En effet, l'intérêt qu'il y aurait à disposer de
la même oeuvre sous la forme d'un roman était
évidente. Le roman «ordinaire» dont il était
parti avait dû subir de telles transformations en cours de
route qu'il ne devait plus être qu'une trame, à
reprendre et à réécrire. Il aurait donc
été intéressant de comparer la version
«roman»à la version «feuilleton».
L'espérance était d'autant plus grande que King
signalait: "J'ai dû
écrire à la hâte, chaque échéance
étant incontournable. Ce ne fut que plus excitant, mais il est
possible que cela ait donné lieu à quelques
anachronismes (...).

Consigne à suivre:
Écrivez la suite de l'extrait ci-dessus sur la version feuilleton de l'œuvre de King, en reprenant après sa dernière phrase.

Matériel fourni:

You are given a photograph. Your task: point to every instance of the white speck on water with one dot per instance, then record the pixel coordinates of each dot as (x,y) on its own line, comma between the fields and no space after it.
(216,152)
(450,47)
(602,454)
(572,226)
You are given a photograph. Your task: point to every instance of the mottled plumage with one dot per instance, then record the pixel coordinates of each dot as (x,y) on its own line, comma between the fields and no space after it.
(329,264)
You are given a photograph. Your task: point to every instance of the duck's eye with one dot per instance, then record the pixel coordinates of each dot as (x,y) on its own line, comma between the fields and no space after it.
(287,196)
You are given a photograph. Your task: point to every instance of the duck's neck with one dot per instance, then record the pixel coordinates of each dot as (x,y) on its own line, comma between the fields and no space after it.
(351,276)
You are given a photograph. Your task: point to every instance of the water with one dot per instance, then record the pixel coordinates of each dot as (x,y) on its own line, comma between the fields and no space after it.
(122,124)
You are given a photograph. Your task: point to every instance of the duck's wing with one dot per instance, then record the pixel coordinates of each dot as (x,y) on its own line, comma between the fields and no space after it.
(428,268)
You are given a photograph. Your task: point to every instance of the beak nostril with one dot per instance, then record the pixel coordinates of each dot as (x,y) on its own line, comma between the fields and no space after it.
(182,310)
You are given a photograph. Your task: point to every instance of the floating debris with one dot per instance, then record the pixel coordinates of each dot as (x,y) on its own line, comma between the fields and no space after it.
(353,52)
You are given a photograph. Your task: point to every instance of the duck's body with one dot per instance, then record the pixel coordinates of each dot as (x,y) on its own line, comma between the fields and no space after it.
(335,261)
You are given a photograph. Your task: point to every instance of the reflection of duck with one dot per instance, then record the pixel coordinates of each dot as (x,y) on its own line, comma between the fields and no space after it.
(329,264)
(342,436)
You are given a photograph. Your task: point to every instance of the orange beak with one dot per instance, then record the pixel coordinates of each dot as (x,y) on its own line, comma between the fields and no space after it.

Réponse au problème:
Je corrigerai peut-être
ces erreurs si je décide de publier La ligne verte en un seul
volume. J'ai bien dit «peut-être»"(6.91). Il lançait également un
appel à ses lecteurs: "Si vous avez des idées à propos de
La Ligne
verte en un seul
volume, n'hésitez pas à m'en faire
part"(6.92).
Les lecteurs ne semblent pas avoir eu
plus d'idées que Steve, trop occupé à la
finition de Magie et
Cristal, dont
l'édition de la traduction française est
annoncée pour le printemps 1998: La Ligne verte en édition roman, publiée ces jours-ci,
reprend telle quelle la version feuilleton. Le seul ajout tient en
une note de l'éditeur (p. 10), signalant que la
rédaction du feuilleton avait été achevée
au printemps 1996...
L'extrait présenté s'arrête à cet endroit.